-- EXERCISE --
Below are records; transcribe only the line with "dirt path, one" and those after it, through the last line, without any change.

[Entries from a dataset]
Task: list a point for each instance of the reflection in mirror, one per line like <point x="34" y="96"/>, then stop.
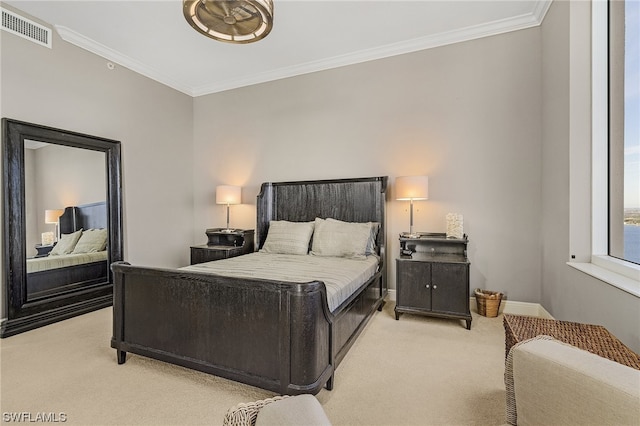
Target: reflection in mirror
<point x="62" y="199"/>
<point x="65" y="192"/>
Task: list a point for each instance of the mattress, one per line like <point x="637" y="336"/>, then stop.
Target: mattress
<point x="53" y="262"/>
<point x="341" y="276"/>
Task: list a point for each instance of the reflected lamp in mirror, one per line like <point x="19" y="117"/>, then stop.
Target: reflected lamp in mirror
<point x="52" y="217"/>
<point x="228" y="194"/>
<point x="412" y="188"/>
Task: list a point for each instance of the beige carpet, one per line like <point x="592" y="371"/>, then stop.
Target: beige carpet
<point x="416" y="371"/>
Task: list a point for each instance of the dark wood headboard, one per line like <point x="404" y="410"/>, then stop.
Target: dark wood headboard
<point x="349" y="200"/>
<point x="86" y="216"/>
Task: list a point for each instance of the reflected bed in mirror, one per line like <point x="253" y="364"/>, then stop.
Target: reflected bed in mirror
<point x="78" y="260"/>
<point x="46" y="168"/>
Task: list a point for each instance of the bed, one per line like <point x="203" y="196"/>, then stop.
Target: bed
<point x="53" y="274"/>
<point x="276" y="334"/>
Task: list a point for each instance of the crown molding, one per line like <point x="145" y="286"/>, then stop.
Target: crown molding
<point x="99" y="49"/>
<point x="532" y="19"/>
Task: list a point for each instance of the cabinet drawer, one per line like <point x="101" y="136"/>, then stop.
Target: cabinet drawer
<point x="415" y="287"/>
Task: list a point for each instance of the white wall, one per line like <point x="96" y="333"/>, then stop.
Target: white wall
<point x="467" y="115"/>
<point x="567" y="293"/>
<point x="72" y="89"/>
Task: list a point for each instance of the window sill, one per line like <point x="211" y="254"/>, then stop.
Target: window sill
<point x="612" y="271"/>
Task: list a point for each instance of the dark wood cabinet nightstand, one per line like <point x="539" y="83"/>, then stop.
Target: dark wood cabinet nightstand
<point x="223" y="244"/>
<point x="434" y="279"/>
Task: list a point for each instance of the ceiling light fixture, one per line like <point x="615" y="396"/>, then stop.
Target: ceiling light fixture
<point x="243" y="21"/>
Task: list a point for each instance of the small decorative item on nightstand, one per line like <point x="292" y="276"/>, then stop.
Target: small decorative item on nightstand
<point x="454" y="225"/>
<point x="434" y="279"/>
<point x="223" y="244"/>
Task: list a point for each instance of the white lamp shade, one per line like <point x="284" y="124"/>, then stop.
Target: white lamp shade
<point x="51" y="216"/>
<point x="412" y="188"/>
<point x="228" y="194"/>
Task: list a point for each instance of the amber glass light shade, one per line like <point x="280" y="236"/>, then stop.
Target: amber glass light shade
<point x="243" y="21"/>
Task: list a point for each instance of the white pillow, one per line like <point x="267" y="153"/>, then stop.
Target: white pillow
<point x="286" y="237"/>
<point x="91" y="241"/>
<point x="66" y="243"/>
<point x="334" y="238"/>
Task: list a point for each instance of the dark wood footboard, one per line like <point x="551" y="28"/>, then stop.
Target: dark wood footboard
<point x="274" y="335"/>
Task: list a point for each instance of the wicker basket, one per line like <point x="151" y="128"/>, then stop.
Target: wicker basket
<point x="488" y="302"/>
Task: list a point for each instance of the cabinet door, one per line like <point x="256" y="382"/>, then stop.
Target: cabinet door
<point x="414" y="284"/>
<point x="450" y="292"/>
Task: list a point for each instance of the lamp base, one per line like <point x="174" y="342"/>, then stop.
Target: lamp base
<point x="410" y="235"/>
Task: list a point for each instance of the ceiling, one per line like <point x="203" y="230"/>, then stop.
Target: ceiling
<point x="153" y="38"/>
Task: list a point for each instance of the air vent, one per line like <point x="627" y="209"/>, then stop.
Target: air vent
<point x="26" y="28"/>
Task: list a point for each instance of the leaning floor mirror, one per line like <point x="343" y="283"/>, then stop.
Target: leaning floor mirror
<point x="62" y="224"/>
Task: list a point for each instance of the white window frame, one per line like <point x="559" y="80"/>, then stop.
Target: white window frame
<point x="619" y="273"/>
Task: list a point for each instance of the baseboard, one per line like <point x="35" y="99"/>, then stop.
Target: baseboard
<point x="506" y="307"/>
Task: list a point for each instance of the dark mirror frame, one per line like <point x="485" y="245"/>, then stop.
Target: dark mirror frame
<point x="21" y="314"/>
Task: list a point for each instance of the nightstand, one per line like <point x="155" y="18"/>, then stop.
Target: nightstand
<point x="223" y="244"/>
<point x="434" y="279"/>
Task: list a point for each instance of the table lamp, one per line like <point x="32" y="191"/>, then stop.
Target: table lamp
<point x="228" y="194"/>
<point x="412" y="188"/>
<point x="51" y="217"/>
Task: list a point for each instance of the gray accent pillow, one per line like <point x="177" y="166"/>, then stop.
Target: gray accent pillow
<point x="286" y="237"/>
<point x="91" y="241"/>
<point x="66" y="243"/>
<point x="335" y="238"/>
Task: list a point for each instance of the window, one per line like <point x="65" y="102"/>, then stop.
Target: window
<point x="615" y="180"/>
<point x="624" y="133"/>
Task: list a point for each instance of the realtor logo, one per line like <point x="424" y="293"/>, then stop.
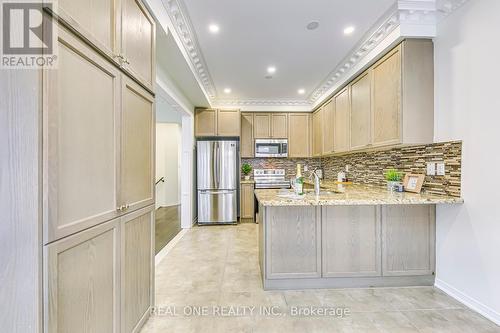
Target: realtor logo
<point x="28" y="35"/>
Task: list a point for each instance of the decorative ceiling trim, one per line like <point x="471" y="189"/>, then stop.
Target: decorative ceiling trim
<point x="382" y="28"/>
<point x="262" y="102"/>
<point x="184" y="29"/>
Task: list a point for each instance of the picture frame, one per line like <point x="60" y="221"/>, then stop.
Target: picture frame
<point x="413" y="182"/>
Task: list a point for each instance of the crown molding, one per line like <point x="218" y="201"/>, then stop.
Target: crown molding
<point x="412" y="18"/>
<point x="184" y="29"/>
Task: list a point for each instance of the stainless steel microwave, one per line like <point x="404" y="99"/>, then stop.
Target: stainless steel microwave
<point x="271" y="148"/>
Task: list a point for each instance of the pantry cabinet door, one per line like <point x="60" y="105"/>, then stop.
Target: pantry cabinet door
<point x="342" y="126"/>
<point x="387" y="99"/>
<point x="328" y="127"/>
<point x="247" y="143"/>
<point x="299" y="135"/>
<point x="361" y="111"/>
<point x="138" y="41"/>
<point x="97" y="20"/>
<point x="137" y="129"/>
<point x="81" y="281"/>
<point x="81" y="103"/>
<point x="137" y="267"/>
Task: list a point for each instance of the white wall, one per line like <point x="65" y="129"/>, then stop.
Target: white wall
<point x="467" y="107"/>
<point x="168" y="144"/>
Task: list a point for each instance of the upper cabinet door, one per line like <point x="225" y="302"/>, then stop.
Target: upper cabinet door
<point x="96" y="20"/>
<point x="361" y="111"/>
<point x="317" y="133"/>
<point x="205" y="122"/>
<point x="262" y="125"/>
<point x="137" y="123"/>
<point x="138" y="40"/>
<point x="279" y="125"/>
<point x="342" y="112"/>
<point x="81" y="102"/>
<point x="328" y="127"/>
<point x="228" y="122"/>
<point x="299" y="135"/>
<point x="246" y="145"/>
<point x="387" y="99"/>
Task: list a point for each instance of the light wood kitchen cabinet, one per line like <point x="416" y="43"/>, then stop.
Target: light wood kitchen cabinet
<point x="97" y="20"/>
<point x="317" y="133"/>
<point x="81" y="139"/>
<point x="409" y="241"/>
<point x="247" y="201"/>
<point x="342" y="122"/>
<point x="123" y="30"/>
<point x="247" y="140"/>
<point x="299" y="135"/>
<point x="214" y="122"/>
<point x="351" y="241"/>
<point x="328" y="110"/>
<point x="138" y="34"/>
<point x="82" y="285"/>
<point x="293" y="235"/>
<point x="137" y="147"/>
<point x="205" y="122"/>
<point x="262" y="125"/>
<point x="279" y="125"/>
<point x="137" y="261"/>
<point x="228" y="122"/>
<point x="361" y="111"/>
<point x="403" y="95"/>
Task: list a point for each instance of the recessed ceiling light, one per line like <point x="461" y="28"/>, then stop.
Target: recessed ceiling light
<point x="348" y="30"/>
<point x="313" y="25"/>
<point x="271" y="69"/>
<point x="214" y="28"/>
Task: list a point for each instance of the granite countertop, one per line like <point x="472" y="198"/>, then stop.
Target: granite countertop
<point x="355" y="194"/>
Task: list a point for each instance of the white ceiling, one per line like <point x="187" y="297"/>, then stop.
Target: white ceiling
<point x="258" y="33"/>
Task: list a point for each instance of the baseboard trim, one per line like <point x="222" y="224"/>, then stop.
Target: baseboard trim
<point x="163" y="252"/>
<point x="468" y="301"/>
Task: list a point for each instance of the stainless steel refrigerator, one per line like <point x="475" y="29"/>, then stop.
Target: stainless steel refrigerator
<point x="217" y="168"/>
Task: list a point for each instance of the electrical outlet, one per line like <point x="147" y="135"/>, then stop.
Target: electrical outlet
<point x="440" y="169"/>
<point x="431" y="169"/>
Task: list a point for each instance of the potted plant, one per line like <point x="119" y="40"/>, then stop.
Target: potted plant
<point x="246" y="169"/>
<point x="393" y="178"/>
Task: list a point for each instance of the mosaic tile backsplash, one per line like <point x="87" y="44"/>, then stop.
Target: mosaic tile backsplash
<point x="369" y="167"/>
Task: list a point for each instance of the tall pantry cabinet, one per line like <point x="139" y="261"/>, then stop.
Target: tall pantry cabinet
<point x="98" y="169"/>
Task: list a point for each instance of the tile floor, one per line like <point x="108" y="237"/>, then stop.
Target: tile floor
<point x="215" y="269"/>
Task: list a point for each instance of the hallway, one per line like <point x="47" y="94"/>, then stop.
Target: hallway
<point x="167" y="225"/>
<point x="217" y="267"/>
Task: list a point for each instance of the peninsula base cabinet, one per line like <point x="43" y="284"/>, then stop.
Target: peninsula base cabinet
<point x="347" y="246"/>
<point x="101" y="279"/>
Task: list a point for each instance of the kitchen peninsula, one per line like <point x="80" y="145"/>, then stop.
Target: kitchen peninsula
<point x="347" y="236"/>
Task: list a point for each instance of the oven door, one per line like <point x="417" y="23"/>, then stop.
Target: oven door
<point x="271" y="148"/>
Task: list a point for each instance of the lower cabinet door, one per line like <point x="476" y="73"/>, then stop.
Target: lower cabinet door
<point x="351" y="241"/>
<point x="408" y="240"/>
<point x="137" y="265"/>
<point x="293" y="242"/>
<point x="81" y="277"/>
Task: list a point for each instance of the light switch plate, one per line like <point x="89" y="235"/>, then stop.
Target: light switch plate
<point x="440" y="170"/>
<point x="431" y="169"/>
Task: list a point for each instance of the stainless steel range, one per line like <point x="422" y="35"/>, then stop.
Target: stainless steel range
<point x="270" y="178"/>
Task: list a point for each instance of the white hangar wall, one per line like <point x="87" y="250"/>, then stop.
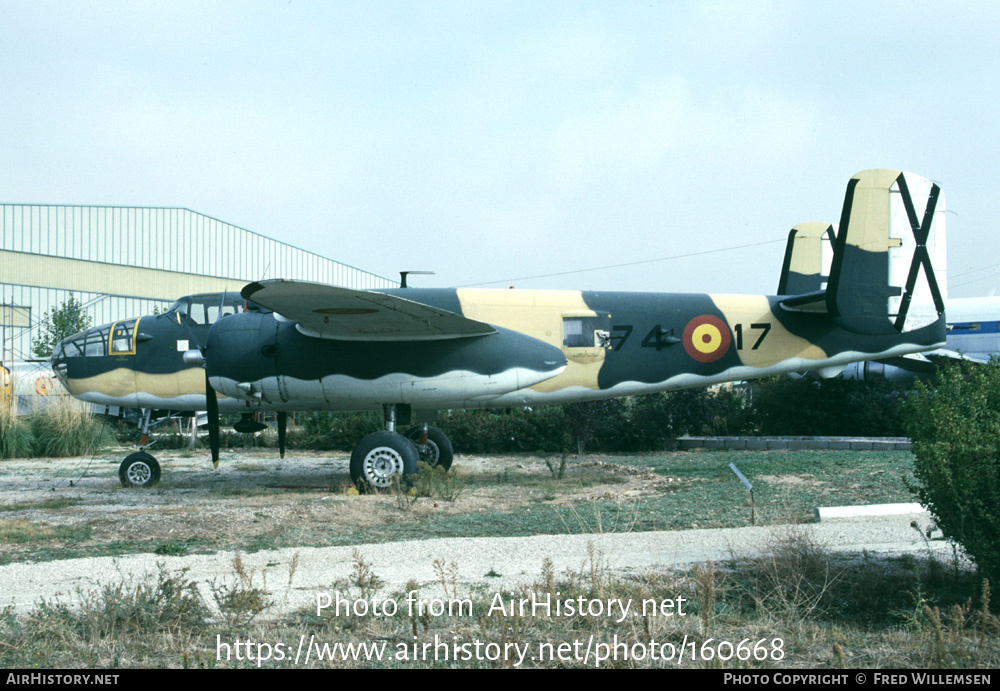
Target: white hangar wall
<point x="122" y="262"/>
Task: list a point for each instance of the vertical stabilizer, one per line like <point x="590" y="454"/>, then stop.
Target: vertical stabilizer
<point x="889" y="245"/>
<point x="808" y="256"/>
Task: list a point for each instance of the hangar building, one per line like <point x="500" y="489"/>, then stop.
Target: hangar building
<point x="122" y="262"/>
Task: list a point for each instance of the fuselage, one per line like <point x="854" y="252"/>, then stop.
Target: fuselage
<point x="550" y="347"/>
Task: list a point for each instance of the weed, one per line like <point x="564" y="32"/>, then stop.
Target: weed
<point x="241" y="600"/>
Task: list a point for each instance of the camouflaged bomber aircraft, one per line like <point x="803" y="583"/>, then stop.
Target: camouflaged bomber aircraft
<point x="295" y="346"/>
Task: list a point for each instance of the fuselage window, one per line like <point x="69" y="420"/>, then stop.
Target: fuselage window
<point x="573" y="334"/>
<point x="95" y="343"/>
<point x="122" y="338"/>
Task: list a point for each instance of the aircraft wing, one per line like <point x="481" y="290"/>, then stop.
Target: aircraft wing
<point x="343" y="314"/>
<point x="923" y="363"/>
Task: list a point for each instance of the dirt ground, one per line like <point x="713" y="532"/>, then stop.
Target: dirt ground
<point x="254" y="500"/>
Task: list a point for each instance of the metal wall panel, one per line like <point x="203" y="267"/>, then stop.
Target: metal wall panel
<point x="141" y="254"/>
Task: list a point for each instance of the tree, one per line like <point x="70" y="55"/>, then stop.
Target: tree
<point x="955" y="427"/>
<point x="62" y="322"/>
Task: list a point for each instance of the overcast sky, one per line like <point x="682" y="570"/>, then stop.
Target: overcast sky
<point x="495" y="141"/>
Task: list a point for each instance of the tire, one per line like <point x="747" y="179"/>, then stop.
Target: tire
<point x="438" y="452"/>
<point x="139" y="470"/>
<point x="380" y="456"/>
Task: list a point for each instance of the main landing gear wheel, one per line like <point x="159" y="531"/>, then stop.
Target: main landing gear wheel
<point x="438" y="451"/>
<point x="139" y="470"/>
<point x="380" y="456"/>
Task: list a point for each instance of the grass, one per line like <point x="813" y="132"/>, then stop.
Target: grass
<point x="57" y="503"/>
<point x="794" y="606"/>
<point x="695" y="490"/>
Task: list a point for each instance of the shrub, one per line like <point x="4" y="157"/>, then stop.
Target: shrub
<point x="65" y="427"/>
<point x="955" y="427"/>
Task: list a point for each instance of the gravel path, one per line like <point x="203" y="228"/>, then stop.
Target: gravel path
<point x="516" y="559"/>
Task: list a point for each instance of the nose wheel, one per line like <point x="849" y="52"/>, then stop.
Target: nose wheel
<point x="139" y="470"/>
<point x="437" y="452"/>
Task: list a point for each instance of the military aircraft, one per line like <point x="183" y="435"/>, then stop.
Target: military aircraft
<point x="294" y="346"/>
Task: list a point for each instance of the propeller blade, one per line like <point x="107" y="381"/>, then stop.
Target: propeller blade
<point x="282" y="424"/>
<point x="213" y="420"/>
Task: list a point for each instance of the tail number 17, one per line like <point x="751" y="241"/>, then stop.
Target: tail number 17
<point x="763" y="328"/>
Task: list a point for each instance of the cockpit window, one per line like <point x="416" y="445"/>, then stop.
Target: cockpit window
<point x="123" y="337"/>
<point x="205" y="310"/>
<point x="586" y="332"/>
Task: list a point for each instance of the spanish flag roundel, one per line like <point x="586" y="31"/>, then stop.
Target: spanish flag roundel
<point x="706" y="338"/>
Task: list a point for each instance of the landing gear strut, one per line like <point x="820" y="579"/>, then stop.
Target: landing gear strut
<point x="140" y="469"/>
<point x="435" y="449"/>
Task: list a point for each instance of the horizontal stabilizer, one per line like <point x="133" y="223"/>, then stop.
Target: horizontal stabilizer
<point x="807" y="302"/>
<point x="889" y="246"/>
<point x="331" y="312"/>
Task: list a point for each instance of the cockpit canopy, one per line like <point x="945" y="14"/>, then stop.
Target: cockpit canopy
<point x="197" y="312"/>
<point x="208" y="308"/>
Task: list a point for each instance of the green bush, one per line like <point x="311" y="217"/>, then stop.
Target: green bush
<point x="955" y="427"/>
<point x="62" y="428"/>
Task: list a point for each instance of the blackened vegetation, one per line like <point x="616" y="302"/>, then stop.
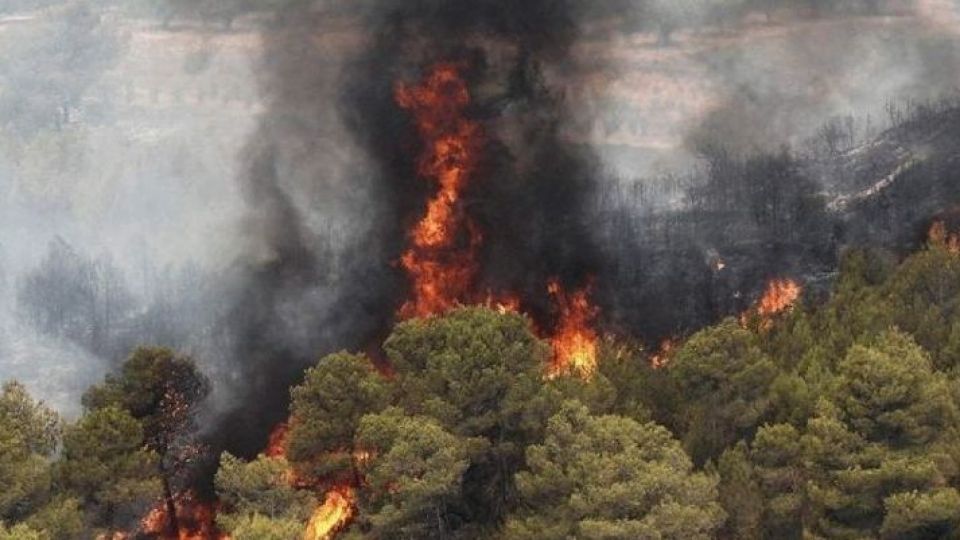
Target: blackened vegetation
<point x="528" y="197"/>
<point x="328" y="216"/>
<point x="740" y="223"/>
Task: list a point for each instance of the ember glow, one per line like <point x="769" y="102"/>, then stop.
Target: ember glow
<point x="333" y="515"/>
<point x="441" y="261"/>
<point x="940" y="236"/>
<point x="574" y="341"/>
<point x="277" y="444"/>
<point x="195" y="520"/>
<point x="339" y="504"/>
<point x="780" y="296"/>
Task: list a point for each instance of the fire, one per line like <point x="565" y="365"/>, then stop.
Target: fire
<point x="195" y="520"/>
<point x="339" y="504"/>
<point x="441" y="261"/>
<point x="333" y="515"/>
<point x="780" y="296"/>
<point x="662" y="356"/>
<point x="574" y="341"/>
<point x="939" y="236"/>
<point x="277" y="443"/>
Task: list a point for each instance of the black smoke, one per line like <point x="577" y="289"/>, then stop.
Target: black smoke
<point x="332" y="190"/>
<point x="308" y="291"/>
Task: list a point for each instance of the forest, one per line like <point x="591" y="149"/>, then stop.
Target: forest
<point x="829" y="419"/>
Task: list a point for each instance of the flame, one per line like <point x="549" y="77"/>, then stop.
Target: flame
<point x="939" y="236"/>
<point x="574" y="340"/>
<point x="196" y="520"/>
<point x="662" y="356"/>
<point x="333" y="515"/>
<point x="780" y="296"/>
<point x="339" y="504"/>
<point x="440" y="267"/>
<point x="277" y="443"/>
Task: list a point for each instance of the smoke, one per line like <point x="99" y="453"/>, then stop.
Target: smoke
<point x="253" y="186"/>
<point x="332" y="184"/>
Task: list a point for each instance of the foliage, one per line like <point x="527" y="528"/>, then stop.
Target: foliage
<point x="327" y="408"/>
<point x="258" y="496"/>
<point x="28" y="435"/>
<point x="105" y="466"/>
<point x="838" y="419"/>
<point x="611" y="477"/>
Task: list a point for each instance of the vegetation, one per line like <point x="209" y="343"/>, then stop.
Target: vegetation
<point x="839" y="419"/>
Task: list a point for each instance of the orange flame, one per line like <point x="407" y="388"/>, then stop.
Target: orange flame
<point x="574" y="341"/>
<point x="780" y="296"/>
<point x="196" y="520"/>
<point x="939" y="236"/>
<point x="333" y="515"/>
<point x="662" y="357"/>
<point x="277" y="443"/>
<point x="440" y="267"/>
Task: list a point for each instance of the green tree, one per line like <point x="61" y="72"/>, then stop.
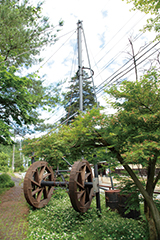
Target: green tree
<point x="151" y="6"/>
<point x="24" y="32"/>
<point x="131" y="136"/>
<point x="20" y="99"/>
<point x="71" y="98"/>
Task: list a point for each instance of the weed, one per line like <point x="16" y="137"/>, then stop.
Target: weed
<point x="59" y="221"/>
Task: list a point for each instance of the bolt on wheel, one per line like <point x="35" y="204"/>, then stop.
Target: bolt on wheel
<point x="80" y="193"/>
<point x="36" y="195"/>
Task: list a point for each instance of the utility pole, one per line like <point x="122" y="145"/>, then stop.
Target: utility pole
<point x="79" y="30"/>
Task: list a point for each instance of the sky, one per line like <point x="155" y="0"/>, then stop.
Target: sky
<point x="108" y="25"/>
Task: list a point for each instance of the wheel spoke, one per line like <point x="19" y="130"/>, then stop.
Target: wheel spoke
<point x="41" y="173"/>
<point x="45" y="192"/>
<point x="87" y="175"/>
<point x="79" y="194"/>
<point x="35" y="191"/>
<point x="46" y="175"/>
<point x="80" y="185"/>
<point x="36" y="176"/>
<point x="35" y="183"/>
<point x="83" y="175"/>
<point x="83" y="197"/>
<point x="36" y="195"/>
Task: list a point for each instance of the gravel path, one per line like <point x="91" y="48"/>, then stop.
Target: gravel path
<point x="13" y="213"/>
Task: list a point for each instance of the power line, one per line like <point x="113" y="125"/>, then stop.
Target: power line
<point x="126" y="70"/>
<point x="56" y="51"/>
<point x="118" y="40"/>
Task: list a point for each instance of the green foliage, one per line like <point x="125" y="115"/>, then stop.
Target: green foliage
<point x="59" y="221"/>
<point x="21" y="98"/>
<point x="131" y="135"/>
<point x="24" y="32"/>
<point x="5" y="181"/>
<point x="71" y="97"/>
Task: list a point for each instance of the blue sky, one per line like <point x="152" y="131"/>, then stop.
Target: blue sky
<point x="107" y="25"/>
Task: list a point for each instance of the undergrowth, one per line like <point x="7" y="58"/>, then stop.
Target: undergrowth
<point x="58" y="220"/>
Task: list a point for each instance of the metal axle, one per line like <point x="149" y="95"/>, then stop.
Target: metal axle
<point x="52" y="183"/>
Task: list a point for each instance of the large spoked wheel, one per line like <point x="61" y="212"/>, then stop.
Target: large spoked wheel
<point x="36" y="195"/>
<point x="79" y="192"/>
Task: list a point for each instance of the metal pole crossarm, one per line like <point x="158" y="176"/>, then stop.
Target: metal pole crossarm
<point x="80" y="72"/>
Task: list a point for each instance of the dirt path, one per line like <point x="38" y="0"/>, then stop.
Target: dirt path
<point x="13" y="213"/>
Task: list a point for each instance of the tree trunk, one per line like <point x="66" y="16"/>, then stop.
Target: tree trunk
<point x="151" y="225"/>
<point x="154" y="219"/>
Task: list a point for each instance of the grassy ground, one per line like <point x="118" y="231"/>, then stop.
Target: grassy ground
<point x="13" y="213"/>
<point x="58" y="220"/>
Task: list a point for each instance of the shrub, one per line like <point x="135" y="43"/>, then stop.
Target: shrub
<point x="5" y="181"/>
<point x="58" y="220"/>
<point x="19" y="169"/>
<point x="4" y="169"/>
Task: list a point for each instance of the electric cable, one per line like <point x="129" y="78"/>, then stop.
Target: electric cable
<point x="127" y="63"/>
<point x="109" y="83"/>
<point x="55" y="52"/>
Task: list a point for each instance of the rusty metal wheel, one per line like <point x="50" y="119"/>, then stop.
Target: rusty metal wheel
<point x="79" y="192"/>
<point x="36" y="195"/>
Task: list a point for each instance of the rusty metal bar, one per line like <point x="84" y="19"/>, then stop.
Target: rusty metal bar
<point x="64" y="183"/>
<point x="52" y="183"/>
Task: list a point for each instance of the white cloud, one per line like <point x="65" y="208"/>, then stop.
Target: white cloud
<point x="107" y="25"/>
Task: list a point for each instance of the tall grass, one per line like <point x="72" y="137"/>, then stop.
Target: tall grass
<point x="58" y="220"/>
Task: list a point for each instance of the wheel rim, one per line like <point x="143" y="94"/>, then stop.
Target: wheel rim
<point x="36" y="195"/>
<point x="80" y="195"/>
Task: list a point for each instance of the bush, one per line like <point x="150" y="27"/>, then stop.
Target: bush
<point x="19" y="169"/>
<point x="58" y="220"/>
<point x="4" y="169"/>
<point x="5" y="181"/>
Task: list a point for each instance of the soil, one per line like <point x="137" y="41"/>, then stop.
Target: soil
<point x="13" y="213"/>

-- REPLY TO THE TASK --
Task: list a point for each instance of the dirt path, one per line like <point x="38" y="0"/>, then stop.
Target: dirt path
<point x="13" y="213"/>
Task: list a point for each instance of the tree trunk, one per line like <point x="66" y="16"/>, then stop.
Target: tree trunk
<point x="151" y="225"/>
<point x="154" y="219"/>
Task: list a point for each instance of the grassy ground, one per line like <point x="118" y="231"/>, then stop.
Target: grassy ground
<point x="13" y="213"/>
<point x="58" y="220"/>
Task: list a point for each instance of the shrub, one per line like <point x="135" y="43"/>, then stop.
Target: shrub
<point x="5" y="181"/>
<point x="58" y="220"/>
<point x="19" y="169"/>
<point x="4" y="169"/>
Task: list a point for each instance of the electric cable, one per line like <point x="129" y="78"/>, then stop.
Target: electric cable
<point x="127" y="63"/>
<point x="109" y="83"/>
<point x="55" y="52"/>
Task: list a point for each instance of the rusty metal wheel, one per line like <point x="50" y="119"/>, then stop.
Target: rusty metal wheel
<point x="79" y="192"/>
<point x="36" y="195"/>
Task: list a point for each instance of the rusty metal bar, one per line like <point x="84" y="19"/>, then stop.
Target: rusty metal bar
<point x="64" y="183"/>
<point x="52" y="183"/>
Task: list a point for each instance of the white cloud, one per line like <point x="65" y="208"/>, then stop.
Target: white cloud
<point x="107" y="25"/>
Task: list a point for each instance of the tall grass, one per line like <point x="72" y="137"/>, then stop.
Target: tall grass
<point x="58" y="220"/>
Task: list a point for each instance of the wheel rim, one per line like <point x="143" y="94"/>, then stop.
Target: wheel rim
<point x="36" y="195"/>
<point x="80" y="195"/>
Task: list a point for each instance of the bush, one per line like <point x="150" y="27"/>, then stop.
Target: bush
<point x="19" y="169"/>
<point x="58" y="220"/>
<point x="4" y="169"/>
<point x="5" y="181"/>
Task: list a point for each instance of the soil, one per line like <point x="137" y="41"/>, then stop.
Target: soil
<point x="13" y="213"/>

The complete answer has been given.